* **Your objective**: Every entry that follows should be reproduced exactly.

* **The data**:
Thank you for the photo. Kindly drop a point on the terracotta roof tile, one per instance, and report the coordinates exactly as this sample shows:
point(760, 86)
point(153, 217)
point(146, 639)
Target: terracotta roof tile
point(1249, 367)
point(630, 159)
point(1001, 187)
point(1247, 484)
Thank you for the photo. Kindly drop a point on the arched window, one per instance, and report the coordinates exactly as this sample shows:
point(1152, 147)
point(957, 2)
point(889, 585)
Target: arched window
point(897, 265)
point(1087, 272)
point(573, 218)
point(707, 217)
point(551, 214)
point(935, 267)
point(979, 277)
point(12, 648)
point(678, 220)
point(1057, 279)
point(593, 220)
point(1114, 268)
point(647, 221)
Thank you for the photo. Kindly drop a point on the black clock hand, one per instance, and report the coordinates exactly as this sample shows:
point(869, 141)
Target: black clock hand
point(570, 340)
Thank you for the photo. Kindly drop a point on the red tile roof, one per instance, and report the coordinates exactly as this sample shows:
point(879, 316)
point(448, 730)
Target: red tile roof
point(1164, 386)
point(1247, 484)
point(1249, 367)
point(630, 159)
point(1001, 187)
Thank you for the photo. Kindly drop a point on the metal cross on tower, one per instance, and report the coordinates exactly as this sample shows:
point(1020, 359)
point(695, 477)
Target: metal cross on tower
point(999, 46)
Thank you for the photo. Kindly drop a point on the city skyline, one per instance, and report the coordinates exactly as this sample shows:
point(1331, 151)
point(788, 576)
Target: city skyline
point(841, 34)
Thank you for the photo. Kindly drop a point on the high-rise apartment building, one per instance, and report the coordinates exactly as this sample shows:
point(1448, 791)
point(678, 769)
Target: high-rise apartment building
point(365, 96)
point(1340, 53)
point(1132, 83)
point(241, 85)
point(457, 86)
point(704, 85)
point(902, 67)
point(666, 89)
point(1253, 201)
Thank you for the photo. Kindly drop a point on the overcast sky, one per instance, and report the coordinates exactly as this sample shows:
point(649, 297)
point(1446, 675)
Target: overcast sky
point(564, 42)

* **Expected output**:
Thank you for the photo. Kindly drop a point on the terracotta roof tile, one per instance, and report the coordinates exactly as this sample shows:
point(760, 86)
point(153, 217)
point(146, 639)
Target: terracotta roof tile
point(1249, 367)
point(630, 159)
point(1001, 187)
point(1247, 484)
Thank you for the photo. Kindly drop a point on the arched window, one per instance, and report the coordinates exactly as this sample shows:
point(1152, 147)
point(957, 2)
point(889, 585)
Target: arched window
point(897, 265)
point(1087, 272)
point(573, 218)
point(707, 217)
point(551, 214)
point(935, 267)
point(979, 277)
point(12, 648)
point(678, 220)
point(1057, 279)
point(593, 220)
point(1114, 268)
point(647, 221)
Thank you for the photo. Kindly drop a point on the black clock hand, one per instance, and report the coordinates exactly as this sample shows:
point(869, 141)
Target: black clock hand
point(570, 340)
Thank you for the photo. Kindly drop a point on the red tile roof, one per instance, and report the coordinates exactly as this sample shows:
point(879, 316)
point(448, 730)
Target: red tile roof
point(1164, 386)
point(1247, 484)
point(1249, 367)
point(630, 159)
point(1001, 187)
Thank you for the photo. Kindly drop a point on the metal cross on tower, one per instance, and report the coordinates exactly as this sample shows:
point(1020, 359)
point(695, 477)
Target: metal cross on tower
point(999, 46)
Thank you for the photo. Kindly drop a point on the city skyline, one per instance, and report the coordinates exactly as this sample shows:
point(1331, 151)
point(788, 576)
Target: city skyline
point(841, 34)
Thank you for the photo. Kindly drop a point on the high-rise apartment building, one per instance, and report the coordinates exactly as this sample shows:
point(1448, 791)
point(678, 769)
Target: high-rise apartment building
point(365, 96)
point(1340, 53)
point(1132, 83)
point(241, 85)
point(457, 86)
point(704, 85)
point(902, 67)
point(666, 89)
point(1253, 201)
Thank you for the photo. Kindly drop a point on the overcast sky, one per instance, and report the coordinates exactly as this sample shows:
point(649, 297)
point(1446, 675)
Target: overcast sky
point(564, 42)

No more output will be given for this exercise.